As it stands, hospitals that took AAP dollars will have to repay them. That may not be a problem for larger hospital systems that had cash on hand prior to the pandemic and have recently seen ER visits and outpatient surgeries tick back up. But for hospitals running on razor margins, repayment could prove challenging, if not impossible. The American Hospital Association has asked for loan forgiveness, but so far Congress has only delayed the start of the repayment period to next year. The money “offered rural hospitals that were adrift in financial distress a lifeboat, which has been running out of air,” says Holmes, who notes there were no rural hospital closures in May and June. “The question is, now what?”
Some hospital associations are calling on state lawmakers to help, in part by expanding Medicaid. An August 2018 report from the U.S. Government Accountability Office found that rural hospitals in states that had increased Medicaid eligibility under the 2010 Affordable Care Act (ACA) saw fewer closures than those that didn’t. While Medicaid payments don’t always fully cover costs, a growing body of research indicates that it reduces the debts associated with uncompensated care.

▶ [PROBLEM 1]
In the passage on rural hospital finances, which organization has asked for loan forgiveness?
▶ [PROBLEM 2]
Copy the passage on rural hospital finances from "Some hospital associations" to "with uncompensated care.", substituting "legislators" for "state lawmakers".
▶ [PROBLEM 3]
Proceed with the passage on rural hospital finances, picking up after its final sentence.
The rows have nothing to do with this.

▶ [EXTRACTED MATERIAL]
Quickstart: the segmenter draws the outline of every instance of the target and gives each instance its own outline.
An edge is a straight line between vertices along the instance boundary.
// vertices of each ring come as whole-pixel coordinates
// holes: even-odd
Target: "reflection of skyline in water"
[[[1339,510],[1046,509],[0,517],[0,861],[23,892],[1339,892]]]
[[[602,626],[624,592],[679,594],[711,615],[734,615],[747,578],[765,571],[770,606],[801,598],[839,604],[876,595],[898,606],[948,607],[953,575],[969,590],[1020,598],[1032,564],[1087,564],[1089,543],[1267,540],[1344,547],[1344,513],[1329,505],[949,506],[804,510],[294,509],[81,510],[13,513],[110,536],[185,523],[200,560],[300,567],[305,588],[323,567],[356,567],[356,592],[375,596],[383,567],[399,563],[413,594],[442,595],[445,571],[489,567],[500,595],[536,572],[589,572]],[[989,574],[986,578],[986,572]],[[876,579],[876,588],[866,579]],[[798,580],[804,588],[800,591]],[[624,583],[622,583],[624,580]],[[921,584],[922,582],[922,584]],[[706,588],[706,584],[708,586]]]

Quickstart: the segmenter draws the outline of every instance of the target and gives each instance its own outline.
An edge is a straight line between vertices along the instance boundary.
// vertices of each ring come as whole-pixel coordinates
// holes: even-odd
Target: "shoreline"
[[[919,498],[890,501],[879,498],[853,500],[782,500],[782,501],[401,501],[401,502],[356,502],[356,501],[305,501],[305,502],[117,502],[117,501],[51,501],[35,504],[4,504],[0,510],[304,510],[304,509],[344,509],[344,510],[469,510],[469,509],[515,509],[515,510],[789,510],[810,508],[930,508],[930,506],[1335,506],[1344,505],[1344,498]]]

▶ [TASK RESULT 1]
The American Hospital Association.

▶ [TASK RESULT 2]
Some hospital associations are calling on legislators to help, in part by expanding Medicaid. An August 2018 report from the U.S. Government Accountability Office found that rural hospitals in states that had increased Medicaid eligibility under the 2010 Affordable Care Act (ACA) saw fewer closures than those that didn’t. While Medicaid payments don’t always fully cover costs, a growing body of research indicates that it reduces the debts associated with uncompensated care.

▶ [TASK RESULT 3]
Georgia, Mississippi and Alabama are among a dozen states that have not expanded Medicaid, despite having the highest percentage of financially at-risk hospitals among all states with five or more rural hospitals. The reluctance largely stems from the ACA’s unpopularity among Republicans. To make the idea more palatable, the Mississippi Hospital Association has proposed an ACA-style expansion plan like the one passed in Indiana under then-governor Mike Pence, who’s now the vice president. Still, the topic remains politically fraught.
Some hospital administrators have tried to take survival into their own hands by becoming part of a larger hospital system or, more unusually, joining forces with regional competitors. In Mississippi, for instance, Magee General Hospital—a 44-bed facility in Magee, Miss. that was in its 19th month of chapter 11 bankruptcy when the coronavirus hit—had partnered in April 2019 with nearby Covington County Hospital. The efficiency-boosting move helped Magee emerge from bankruptcy in late May.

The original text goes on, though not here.